## Objetivos:
**A.** Por favor, transcreva do texto sobre Sérgio Godinho o trecho de "Eu não conhecia" a "nome de Rock'n'roll.".
**B.** Traduza para inglês esta frase do texto sobre Sérgio Godinho: "Era o que se ria, era o que se mexia, era o que acelerava o ritmo, era o Sérgio Godinho."
**C.** Segundo o texto sobre Sérgio Godinho, quais são os cantores cuja cara quem narra já conhecia antes da revolução? Enumere-os todos.

## Texto apresentado:

Sérgio Godinho é um personagem diferente neste processo dos chamados "cantores de Abril". Antes da revolução havia algumas caras que eu conhecia de raras aparições na televisão (Manuel Freire, Francisco Fanhais) e uma ou outra que já tinha visto nas capas dos discos que me chegavam à mão, como José Afonso ou Adriano.
Eu não conhecia a cara do Sérgio Godinho e, logo no dia 25, fui apresentado a algumas das suas canções que, se em alguns casos se inseriam no género dos hoje chamados "baladeiros", havia pelo menos duas que soavam a algo diferente: "Liberdade" e "Maré Alta" (que é a canção de Abril de hoje). Estas duas tinham algumas características que eu conhecia de outro género de música: aquilo a que na família se chamava "yé-yé" e que os Beatles e outras bandas estrangeiras também tocavam com o nome de Rock'n'roll.
Essa diferença foi confirmada nos dias seguintes ao 25 de Abril, com a chegada dos músicos exilados, que se foram juntando aos que cá estavam, organizando imediatamente várias sessões de "canto livre", que eram uns concertos espontâneos feitos onde calhava, muitas vezes sem amplificação e com meia dúzia de instrumentos. Eram quase todos pessoas muito sérias, com seus cabelos compridos e bigodes, cantando à vez para o povo, cumprindo a sua função política com responsabilidade. A partir de certa altura, começou a aparecer no meio deles um hippie, com cara de índio e toda uma maneira diferente de estar em palco. Era o que se ria, era o que se mexia, era o que acelerava o ritmo, era o Sérgio Godinho.
Por todo o chamado processo revolucionário, nas centenas de concertos e sessões de canto livre a que assisti, houve sempre três cantores cujas posturas em palco sempre marcaram a diferença: a militância feita de sarcasmo desafiante do Zeca Afonso, a intensidade poética e entrega do José Mário Branco e a dimensão teatral e a alegria em palco do Sérgio Godinho. Deste último, ainda tenho na memória um concerto na Aula Magna da Reitoria da Universidade de Lisboa, em 1981 ou 1982, que se transformou num fenómeno de euforia coletiva que poucas vezes me lembro de ter visto em concertos de estrelas rock internacionais.

## Material fornecido:
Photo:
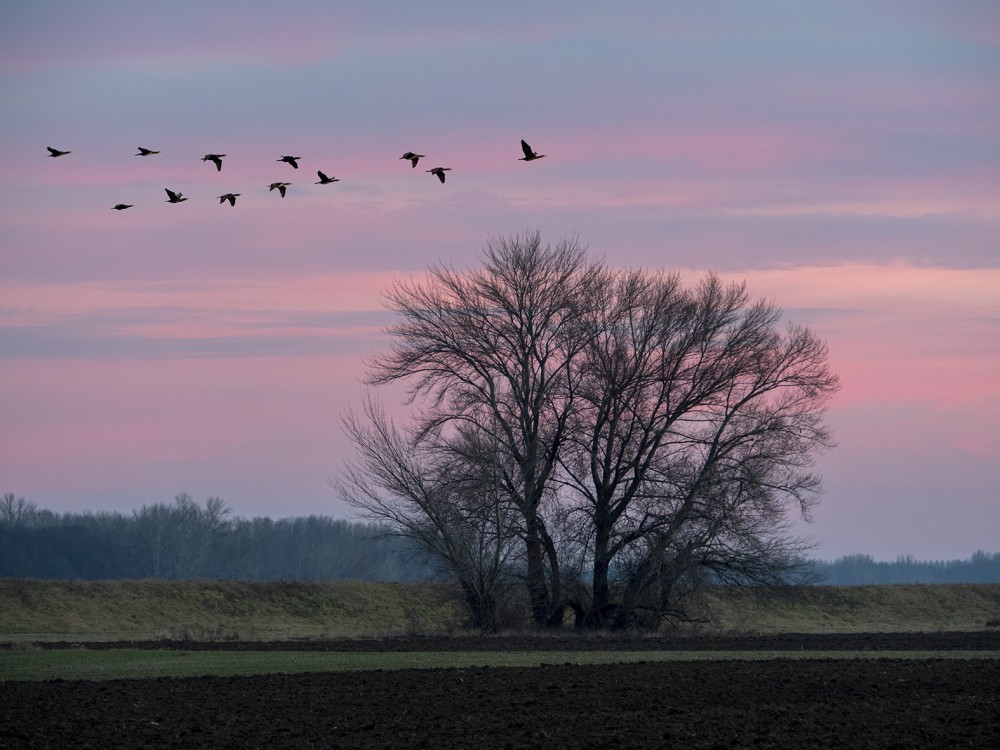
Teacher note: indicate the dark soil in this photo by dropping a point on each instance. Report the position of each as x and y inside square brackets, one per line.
[885, 703]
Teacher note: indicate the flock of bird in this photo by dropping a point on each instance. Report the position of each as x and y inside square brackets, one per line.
[176, 197]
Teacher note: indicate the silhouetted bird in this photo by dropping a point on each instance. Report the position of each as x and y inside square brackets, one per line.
[439, 171]
[529, 155]
[414, 158]
[217, 158]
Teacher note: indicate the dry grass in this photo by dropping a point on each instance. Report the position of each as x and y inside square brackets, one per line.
[223, 610]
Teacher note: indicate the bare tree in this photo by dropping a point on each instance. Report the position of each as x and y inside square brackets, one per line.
[657, 434]
[694, 431]
[452, 509]
[490, 350]
[15, 511]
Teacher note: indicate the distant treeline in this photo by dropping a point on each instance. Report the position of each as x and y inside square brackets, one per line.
[862, 570]
[188, 540]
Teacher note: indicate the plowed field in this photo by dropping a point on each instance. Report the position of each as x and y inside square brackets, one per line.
[854, 703]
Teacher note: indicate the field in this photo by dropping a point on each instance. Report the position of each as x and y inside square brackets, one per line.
[865, 681]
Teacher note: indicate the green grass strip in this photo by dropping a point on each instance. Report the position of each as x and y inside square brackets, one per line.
[80, 664]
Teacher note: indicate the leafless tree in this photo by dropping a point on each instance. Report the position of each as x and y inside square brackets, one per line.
[449, 504]
[694, 432]
[490, 351]
[656, 434]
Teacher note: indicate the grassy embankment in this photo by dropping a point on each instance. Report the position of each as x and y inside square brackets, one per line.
[140, 610]
[220, 610]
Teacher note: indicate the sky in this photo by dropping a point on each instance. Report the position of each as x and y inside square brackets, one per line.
[841, 158]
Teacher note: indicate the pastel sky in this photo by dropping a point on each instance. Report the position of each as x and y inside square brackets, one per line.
[842, 158]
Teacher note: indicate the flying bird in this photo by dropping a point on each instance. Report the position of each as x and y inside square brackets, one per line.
[216, 158]
[414, 158]
[439, 171]
[529, 155]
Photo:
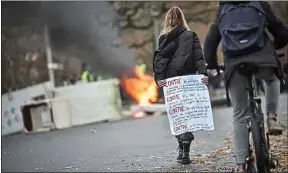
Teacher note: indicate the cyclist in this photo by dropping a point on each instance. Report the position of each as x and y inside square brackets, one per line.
[244, 40]
[179, 53]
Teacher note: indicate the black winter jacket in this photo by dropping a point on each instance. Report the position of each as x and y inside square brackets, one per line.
[264, 57]
[179, 53]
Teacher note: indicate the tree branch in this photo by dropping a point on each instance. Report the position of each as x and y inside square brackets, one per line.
[140, 45]
[131, 24]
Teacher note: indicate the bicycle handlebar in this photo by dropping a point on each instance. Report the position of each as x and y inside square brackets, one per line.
[222, 66]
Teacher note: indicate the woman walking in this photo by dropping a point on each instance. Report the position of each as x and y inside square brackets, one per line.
[179, 53]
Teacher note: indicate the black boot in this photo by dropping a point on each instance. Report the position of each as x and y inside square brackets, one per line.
[180, 149]
[186, 150]
[187, 138]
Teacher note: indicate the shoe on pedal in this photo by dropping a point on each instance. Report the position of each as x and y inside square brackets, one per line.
[274, 128]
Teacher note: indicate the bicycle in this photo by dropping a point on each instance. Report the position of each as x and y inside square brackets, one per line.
[260, 160]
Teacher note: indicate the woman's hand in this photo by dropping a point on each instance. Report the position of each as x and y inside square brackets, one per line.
[205, 80]
[161, 83]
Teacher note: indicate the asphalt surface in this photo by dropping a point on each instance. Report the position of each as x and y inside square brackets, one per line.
[129, 145]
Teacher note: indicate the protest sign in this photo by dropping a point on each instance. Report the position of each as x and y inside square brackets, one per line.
[188, 104]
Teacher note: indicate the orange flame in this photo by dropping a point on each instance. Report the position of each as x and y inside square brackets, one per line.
[141, 88]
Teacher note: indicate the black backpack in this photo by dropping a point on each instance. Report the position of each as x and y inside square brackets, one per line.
[242, 27]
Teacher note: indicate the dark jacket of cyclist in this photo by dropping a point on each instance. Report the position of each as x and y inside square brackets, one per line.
[268, 68]
[264, 57]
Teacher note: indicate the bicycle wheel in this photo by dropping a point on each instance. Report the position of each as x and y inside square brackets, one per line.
[260, 152]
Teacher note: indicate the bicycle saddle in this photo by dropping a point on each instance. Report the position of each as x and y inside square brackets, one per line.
[247, 69]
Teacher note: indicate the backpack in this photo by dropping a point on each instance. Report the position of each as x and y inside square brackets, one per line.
[242, 27]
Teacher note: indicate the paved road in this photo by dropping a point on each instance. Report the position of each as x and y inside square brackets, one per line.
[130, 145]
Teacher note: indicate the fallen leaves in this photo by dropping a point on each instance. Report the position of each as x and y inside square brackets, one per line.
[279, 148]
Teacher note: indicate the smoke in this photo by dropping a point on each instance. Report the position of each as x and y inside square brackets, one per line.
[87, 30]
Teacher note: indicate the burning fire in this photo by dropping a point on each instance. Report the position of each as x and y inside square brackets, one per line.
[141, 88]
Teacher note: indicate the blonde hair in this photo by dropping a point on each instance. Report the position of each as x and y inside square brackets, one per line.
[174, 17]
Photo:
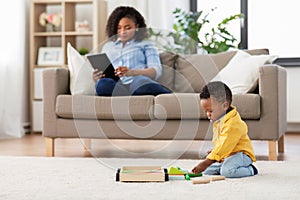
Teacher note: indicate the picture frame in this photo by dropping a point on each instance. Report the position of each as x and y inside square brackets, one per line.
[50, 56]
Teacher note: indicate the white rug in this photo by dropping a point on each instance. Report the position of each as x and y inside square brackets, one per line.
[89, 178]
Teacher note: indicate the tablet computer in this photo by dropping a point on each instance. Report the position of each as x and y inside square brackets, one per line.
[101, 62]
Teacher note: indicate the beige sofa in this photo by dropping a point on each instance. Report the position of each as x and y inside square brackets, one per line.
[176, 116]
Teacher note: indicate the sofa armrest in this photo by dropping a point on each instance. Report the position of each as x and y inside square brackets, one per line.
[273, 90]
[55, 82]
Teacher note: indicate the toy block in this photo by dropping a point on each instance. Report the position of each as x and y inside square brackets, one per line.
[142, 174]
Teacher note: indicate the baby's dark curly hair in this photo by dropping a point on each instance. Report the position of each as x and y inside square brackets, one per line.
[128, 12]
[217, 89]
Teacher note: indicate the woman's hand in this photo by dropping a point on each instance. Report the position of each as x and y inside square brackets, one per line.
[122, 71]
[97, 75]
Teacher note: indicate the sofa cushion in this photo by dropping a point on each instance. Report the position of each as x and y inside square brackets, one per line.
[81, 80]
[242, 72]
[222, 59]
[96, 107]
[177, 106]
[193, 72]
[187, 106]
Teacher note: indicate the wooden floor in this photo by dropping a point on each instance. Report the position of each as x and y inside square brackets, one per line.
[34, 145]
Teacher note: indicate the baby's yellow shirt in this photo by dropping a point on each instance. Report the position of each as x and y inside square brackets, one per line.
[230, 137]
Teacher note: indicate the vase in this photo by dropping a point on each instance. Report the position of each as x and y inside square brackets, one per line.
[51, 28]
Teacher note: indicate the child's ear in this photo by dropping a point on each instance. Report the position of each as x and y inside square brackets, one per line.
[226, 105]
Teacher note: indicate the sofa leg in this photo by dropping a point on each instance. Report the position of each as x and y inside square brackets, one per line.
[281, 144]
[272, 150]
[49, 146]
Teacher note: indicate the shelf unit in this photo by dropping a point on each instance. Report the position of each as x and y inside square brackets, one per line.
[93, 11]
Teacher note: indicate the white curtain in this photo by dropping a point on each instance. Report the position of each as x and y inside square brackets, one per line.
[13, 68]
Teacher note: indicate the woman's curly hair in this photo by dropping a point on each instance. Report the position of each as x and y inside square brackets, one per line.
[128, 12]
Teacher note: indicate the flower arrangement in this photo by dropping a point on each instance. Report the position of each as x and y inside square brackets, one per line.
[53, 19]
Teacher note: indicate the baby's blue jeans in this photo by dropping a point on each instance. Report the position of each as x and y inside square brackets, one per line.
[141, 85]
[235, 166]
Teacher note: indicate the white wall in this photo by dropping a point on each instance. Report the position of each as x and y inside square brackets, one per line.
[157, 13]
[275, 24]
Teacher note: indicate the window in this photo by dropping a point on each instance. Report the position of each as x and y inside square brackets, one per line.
[271, 24]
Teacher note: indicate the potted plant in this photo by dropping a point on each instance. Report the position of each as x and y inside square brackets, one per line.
[188, 35]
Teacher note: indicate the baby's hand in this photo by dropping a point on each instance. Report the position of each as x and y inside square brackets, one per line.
[121, 71]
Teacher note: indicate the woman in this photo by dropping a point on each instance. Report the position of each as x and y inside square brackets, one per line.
[136, 61]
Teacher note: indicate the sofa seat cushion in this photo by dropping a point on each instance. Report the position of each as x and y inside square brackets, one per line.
[187, 106]
[96, 107]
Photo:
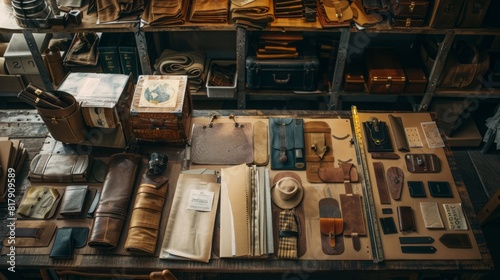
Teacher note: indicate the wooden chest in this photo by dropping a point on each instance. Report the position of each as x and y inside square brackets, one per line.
[385, 73]
[161, 109]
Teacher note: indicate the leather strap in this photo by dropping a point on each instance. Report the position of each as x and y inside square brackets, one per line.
[381, 183]
[395, 181]
[260, 143]
[398, 131]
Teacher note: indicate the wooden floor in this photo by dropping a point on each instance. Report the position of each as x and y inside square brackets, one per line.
[480, 173]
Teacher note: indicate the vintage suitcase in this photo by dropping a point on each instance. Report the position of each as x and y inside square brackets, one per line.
[407, 8]
[445, 13]
[407, 22]
[161, 109]
[283, 74]
[385, 73]
[473, 13]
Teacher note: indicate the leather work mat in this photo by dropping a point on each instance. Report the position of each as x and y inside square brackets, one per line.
[223, 143]
[392, 249]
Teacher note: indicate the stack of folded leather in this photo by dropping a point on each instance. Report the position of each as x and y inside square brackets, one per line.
[165, 12]
[115, 10]
[208, 11]
[278, 45]
[288, 8]
[190, 63]
[258, 13]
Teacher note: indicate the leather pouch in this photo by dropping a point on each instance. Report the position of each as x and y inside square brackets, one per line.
[66, 124]
[115, 197]
[287, 144]
[73, 200]
[60, 168]
[146, 216]
[377, 136]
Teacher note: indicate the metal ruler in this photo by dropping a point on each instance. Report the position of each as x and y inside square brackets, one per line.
[377, 250]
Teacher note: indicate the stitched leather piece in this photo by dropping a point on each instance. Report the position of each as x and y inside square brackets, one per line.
[383, 192]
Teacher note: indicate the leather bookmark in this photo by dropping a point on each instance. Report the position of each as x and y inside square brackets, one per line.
[395, 181]
[383, 192]
[399, 133]
[260, 143]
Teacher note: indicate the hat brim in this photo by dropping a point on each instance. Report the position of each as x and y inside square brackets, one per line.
[290, 203]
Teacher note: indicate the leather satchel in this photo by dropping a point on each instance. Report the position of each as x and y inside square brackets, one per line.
[287, 144]
[58, 168]
[115, 197]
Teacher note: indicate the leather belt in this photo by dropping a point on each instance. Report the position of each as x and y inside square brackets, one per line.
[381, 183]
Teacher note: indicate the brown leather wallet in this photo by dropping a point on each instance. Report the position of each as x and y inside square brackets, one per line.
[112, 210]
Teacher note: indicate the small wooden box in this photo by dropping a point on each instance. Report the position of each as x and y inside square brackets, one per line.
[161, 109]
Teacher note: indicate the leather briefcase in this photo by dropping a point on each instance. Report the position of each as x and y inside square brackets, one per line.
[385, 73]
[283, 74]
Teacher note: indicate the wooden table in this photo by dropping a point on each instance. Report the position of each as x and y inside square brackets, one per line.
[28, 127]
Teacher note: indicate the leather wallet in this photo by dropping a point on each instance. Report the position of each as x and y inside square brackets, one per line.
[58, 168]
[406, 219]
[63, 246]
[73, 200]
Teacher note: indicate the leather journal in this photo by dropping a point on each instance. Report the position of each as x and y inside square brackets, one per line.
[113, 205]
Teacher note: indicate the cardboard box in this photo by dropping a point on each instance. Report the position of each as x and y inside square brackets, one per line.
[161, 109]
[18, 57]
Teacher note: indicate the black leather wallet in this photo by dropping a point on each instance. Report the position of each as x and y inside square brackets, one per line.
[73, 200]
[63, 244]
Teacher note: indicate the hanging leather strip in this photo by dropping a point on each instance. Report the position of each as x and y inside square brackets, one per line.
[395, 181]
[399, 133]
[260, 143]
[354, 223]
[381, 183]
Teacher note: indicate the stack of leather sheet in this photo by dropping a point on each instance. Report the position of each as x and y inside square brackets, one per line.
[169, 12]
[278, 45]
[208, 11]
[258, 13]
[114, 10]
[190, 63]
[288, 8]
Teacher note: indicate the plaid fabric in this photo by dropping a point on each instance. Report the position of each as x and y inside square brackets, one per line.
[288, 234]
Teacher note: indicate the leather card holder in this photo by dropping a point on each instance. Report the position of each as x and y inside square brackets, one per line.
[73, 200]
[440, 189]
[63, 246]
[406, 219]
[388, 225]
[416, 189]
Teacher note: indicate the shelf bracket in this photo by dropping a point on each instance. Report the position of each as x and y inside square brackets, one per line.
[338, 72]
[37, 57]
[142, 50]
[436, 70]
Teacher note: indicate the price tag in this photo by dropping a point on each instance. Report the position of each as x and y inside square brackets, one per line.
[200, 200]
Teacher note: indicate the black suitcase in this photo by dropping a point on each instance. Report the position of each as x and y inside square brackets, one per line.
[299, 73]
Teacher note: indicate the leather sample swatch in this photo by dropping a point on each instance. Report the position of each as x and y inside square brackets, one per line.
[416, 188]
[399, 133]
[440, 189]
[115, 198]
[73, 200]
[406, 219]
[383, 192]
[377, 136]
[395, 181]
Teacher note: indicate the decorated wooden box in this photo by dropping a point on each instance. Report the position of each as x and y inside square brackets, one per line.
[161, 109]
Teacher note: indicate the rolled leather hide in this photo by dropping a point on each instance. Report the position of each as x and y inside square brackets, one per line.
[112, 210]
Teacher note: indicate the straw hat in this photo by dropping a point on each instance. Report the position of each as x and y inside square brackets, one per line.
[287, 190]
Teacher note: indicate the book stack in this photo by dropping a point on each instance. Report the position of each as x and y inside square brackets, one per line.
[12, 157]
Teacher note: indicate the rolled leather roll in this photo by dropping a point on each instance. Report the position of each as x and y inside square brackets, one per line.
[112, 210]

## Respostas:
**A.**
Eu não conhecia a cara do Sérgio Godinho e, logo no dia 25, fui apresentado a algumas das suas canções que, se em alguns casos se inseriam no género dos hoje chamados "baladeiros", havia pelo menos duas que soavam a algo diferente: "Liberdade" e "Maré Alta" (que é a canção de Abril de hoje). Estas duas tinham algumas características que eu conhecia de outro género de música: aquilo a que na família se chamava "yé-yé" e que os Beatles e outras bandas estrangeiras também tocavam com o nome de Rock'n'roll.

**B.** He was the one who laughed, the one who moved, the one who sped up the rhythm; he was Sérgio Godinho.

**C.** Manuel Freire, Francisco Fanhais, José Afonso, Adriano